[Items listed in a dataset]
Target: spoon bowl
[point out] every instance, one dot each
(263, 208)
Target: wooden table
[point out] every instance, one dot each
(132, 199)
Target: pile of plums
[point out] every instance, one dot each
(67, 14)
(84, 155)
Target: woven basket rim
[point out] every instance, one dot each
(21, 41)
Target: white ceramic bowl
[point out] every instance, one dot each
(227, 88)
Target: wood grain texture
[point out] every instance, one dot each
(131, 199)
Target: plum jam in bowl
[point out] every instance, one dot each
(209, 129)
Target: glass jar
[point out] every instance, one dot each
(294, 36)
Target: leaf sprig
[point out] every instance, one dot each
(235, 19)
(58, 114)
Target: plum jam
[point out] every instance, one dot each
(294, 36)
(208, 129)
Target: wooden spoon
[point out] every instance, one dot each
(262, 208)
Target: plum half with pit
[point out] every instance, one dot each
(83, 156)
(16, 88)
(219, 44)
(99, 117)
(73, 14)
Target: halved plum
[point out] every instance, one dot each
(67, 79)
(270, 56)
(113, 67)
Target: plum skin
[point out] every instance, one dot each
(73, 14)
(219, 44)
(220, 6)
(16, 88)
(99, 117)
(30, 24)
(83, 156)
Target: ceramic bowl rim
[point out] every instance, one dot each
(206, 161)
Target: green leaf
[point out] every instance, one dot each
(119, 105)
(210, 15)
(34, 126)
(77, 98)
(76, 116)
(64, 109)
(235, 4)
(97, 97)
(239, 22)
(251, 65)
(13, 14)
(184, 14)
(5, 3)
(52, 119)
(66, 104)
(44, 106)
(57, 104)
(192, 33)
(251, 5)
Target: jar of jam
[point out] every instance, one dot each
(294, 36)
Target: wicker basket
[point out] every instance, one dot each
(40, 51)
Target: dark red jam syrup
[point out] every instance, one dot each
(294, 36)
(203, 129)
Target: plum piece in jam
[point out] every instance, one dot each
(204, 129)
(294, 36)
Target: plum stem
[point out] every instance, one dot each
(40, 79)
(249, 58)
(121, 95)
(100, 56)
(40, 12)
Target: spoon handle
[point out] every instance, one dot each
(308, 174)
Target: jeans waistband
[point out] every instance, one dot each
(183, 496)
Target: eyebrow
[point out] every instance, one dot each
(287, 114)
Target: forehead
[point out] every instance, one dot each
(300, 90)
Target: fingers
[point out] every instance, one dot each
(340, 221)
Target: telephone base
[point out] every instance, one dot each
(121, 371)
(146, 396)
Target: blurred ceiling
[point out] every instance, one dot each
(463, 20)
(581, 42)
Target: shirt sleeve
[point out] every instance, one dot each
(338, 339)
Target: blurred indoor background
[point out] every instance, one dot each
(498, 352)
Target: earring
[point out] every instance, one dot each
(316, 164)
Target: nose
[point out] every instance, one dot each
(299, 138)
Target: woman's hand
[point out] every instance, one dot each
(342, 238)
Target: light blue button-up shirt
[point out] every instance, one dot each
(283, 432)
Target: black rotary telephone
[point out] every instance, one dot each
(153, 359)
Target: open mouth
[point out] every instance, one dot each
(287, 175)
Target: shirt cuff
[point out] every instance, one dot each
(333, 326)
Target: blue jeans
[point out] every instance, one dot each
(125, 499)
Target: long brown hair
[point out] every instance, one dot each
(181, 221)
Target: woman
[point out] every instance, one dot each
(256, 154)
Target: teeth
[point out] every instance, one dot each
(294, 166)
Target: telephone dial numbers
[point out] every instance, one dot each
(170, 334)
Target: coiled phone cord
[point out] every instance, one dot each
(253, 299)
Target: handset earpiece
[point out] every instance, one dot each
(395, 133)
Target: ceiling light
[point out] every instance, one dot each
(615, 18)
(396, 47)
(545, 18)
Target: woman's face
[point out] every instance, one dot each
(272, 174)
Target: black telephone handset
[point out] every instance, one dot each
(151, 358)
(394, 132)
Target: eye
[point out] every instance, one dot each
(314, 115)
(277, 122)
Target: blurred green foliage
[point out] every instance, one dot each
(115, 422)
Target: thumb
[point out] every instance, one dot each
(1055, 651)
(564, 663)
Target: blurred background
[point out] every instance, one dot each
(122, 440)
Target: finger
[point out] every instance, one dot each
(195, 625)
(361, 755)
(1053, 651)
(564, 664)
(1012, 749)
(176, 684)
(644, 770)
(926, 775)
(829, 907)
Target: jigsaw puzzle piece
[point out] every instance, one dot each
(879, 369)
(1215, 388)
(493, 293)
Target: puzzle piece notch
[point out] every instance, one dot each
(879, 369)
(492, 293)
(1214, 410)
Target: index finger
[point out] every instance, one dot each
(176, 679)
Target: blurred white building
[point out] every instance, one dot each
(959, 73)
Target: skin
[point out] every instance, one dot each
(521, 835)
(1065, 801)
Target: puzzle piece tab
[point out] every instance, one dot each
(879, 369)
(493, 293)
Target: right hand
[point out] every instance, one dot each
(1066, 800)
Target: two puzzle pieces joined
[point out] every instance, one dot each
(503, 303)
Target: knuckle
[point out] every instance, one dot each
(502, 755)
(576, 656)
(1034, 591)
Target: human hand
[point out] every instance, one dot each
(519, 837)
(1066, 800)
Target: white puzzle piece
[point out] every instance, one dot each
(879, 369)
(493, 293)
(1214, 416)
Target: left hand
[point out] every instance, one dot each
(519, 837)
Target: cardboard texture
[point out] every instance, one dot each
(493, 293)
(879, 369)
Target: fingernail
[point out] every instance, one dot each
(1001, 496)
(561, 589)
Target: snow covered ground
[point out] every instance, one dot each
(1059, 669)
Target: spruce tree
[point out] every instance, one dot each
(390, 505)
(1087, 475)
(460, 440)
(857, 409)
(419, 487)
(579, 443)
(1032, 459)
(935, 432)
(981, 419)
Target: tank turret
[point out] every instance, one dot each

Short task — From the line that contains "Target: puzzle piece notch" to the last line of the material above, repeat every line exactly, keeping both the first and the last.

Solution for this problem —
Target: puzzle piece notch
[point out] every instance, one dot each
(879, 369)
(492, 293)
(1214, 410)
Target: index finger
[point out] every instance, one dot each
(176, 679)
Target: blurred white building
[point out] every instance, one dot each
(959, 73)
Target: skin
[point out] every instance, one dot each
(521, 835)
(1065, 801)
Target: puzzle piece tab
[point out] every instance, one dot each
(879, 369)
(493, 293)
Target: right hand
[point out] every instance, one dot each
(1066, 800)
Target: two puzzle pieces joined
[point out] every instance, one dot each
(503, 303)
Target: knuckle
[point out] every instance, one dot each
(502, 755)
(576, 656)
(1034, 591)
Target: human hand
[point out] every instance, one dot each
(519, 837)
(1066, 800)
Target: white puzzle piece
[point out] every instance, one dot each
(879, 369)
(493, 293)
(1214, 416)
Target: left hand
[point out] every instance, one dot each
(519, 837)
Target: cardboard texture
[point out] every instance, one dot each
(493, 293)
(879, 369)
Target: fingernail
[point out] every instance, one dot each
(1001, 496)
(561, 589)
Target: snow covered ground
[point out] every instance, one dot each
(1059, 669)
Target: spruce tree
[point out] every instance, one dot each
(390, 505)
(1087, 475)
(460, 440)
(857, 409)
(419, 487)
(579, 443)
(1032, 459)
(935, 432)
(981, 419)
Target: tank turret
[point out] every instance, one dot each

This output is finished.